— Begin RECORDS TO PROCESS —

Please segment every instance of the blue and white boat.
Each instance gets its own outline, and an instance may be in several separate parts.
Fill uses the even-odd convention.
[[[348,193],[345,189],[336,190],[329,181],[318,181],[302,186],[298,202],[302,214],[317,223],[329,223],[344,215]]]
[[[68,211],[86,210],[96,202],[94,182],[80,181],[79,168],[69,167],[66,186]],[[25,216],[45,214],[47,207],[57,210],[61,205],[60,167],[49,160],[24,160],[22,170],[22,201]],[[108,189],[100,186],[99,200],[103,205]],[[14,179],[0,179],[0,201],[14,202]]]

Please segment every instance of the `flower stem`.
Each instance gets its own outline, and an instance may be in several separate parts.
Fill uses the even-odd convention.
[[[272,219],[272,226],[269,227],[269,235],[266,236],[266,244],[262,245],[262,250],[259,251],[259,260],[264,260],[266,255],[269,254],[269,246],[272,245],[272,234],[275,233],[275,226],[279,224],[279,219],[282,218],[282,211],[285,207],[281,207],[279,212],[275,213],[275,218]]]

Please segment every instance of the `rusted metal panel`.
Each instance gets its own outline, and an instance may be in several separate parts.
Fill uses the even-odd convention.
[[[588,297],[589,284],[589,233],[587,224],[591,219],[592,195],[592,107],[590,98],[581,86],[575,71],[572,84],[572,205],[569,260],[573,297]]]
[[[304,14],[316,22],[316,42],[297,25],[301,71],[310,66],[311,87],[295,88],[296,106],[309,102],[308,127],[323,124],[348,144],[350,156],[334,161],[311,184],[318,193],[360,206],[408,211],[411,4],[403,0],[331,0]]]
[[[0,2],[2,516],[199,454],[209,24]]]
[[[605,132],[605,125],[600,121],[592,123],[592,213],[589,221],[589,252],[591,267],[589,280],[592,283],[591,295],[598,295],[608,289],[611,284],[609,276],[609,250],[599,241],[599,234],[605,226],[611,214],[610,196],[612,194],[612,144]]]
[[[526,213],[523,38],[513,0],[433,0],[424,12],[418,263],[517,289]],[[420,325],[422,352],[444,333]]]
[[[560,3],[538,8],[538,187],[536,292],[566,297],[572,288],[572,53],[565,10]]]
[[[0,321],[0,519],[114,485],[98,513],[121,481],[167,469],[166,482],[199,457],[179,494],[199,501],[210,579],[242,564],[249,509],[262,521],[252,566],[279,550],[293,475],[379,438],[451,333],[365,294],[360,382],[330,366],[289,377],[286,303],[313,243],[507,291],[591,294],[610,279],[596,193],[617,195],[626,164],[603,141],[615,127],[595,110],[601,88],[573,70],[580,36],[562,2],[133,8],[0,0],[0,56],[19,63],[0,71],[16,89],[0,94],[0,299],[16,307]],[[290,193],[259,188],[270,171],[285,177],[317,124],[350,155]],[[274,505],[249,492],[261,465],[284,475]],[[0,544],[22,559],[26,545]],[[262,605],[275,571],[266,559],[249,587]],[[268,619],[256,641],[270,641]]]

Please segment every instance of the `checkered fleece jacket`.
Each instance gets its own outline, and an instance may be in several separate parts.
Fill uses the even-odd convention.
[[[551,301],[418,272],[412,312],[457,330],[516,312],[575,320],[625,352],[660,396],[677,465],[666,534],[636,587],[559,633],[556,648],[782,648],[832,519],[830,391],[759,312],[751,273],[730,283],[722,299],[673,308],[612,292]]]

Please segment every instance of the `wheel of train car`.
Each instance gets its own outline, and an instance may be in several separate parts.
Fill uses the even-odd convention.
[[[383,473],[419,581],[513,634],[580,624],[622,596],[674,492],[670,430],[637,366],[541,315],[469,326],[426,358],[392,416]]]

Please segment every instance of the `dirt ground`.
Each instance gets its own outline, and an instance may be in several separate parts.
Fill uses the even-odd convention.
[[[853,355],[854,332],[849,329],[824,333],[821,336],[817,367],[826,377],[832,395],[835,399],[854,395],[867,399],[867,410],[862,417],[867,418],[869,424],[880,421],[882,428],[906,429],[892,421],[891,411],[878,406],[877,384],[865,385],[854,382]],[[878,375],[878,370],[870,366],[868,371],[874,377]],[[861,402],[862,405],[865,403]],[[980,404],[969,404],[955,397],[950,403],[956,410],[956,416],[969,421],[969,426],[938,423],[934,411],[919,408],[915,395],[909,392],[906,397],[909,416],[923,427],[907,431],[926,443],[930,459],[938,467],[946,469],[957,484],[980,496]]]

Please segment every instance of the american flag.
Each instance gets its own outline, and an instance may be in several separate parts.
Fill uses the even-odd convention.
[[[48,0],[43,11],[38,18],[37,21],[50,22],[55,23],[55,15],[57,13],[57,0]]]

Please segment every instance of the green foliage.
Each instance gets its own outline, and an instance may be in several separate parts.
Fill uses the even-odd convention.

— End RECORDS TO PROCESS —

SET TASK ▸
Format every line of the entries above as a numbered list, omitting the blank lines.

RESPONSE TO THIS EXERCISE ▸
1. Please segment every instance of the blue and white boat.
2. Each instance gets its own outline, and an instance may be in several separate parts.
3. Fill uses the even-odd convention.
4. [[[348,193],[345,189],[336,190],[329,181],[318,181],[302,186],[298,202],[302,214],[317,223],[329,223],[344,215]]]
5. [[[68,211],[86,210],[96,202],[94,182],[80,181],[79,168],[69,167],[66,186]],[[25,216],[45,214],[47,207],[57,210],[61,205],[60,167],[49,160],[24,160],[22,170],[22,201]],[[108,189],[100,186],[99,200],[103,205]],[[14,179],[0,179],[0,201],[14,202]]]
6. Please segment every instance of the `flower stem`.
7. Each instance gets its own outline, and an instance may be in several separate parts.
8. Fill uses the even-odd convention.
9. [[[272,219],[272,226],[269,227],[269,235],[266,236],[266,244],[262,245],[262,250],[259,251],[259,260],[264,260],[266,255],[269,254],[269,246],[272,245],[272,234],[275,233],[275,226],[279,224],[279,219],[282,218],[282,211],[285,207],[281,207],[279,212],[275,213],[275,218]]]
10. Please segment every instance of the `rusted metal panel`.
11. Each instance gets its own outline, and an instance may be in several separate parts.
12. Fill uses the even-odd convention.
13. [[[588,297],[589,284],[589,233],[587,224],[591,219],[592,195],[592,107],[590,98],[581,86],[575,71],[572,84],[572,205],[569,260],[573,297]]]
14. [[[304,14],[316,22],[316,42],[297,25],[301,71],[310,66],[311,87],[295,88],[296,106],[309,102],[308,127],[323,124],[348,144],[350,156],[334,161],[311,184],[318,193],[360,206],[408,211],[411,4],[403,0],[331,0]]]
15. [[[0,2],[2,516],[199,454],[209,24]]]
16. [[[605,132],[605,125],[600,121],[592,123],[592,213],[589,221],[589,252],[591,267],[589,280],[592,283],[591,295],[598,295],[608,289],[611,284],[609,276],[609,250],[599,241],[599,234],[605,226],[611,214],[610,196],[612,194],[612,144]]]
17. [[[526,213],[523,38],[513,0],[433,0],[424,12],[418,263],[517,289]],[[420,325],[422,352],[444,333]]]
18. [[[560,3],[538,8],[538,187],[536,292],[566,297],[572,288],[572,53],[565,10]]]
19. [[[0,321],[0,519],[114,485],[98,513],[121,481],[167,469],[166,482],[199,457],[179,494],[199,501],[210,579],[242,564],[249,509],[262,521],[252,566],[279,550],[293,475],[379,438],[451,333],[365,294],[360,382],[330,366],[289,377],[286,303],[313,243],[507,291],[591,294],[610,279],[596,193],[617,195],[626,164],[603,141],[615,127],[595,110],[601,88],[573,70],[580,36],[562,2],[133,8],[0,0],[0,56],[19,63],[0,71],[16,89],[0,94],[0,299],[16,307]],[[290,193],[259,188],[270,171],[285,177],[317,124],[350,155]],[[274,505],[249,492],[261,465],[284,475]],[[0,544],[22,559],[26,545]],[[262,605],[275,571],[266,559],[249,587]],[[268,619],[256,641],[270,641]]]
20. Please segment every instance of the `checkered fleece jacket`.
21. Each instance gets its own outline, and an instance may be in several separate parts.
22. Fill uses the even-odd convention.
23. [[[551,301],[418,272],[412,312],[457,330],[516,312],[575,320],[625,352],[660,396],[677,465],[666,534],[636,587],[559,633],[556,648],[782,648],[832,519],[830,391],[759,312],[751,273],[730,283],[722,299],[673,308],[612,292]]]
24. Please segment every instance of the `wheel of train car`.
25. Each instance gets its own outline, and an instance may be in several separate parts.
26. Fill uses the even-odd convention.
27. [[[383,473],[419,581],[513,634],[580,624],[622,596],[674,492],[670,430],[637,366],[541,315],[469,326],[426,358],[392,416]]]
28. Please segment every instance of the `dirt ground`.
29. Each instance gets its own outline, and an instance may be in several separate parts.
30. Fill uses the even-odd convention.
31. [[[853,355],[854,332],[849,329],[824,333],[821,336],[817,367],[826,377],[832,395],[835,399],[854,395],[867,399],[867,410],[862,417],[867,418],[869,424],[880,421],[882,428],[906,429],[892,421],[891,411],[878,406],[877,384],[865,385],[854,382]],[[878,375],[878,370],[870,366],[868,371],[874,377]],[[861,402],[862,405],[865,403]],[[980,404],[969,404],[955,397],[950,403],[956,410],[956,416],[969,421],[969,426],[938,423],[934,411],[919,408],[915,395],[909,392],[906,397],[909,416],[923,427],[907,431],[926,443],[930,459],[938,467],[946,469],[957,484],[980,496]]]
32. Please segment every instance of the american flag.
33. Each instance gets its own outline, and an instance may be in several separate parts.
34. Fill uses the even-odd convention.
35. [[[48,0],[43,11],[38,18],[37,21],[50,22],[55,23],[55,15],[57,13],[57,0]]]
36. Please segment every instance of the green foliage.
37. Each instance gets its own outline, and an instance may be in several separate parts.
38. Fill uses the even-odd convention.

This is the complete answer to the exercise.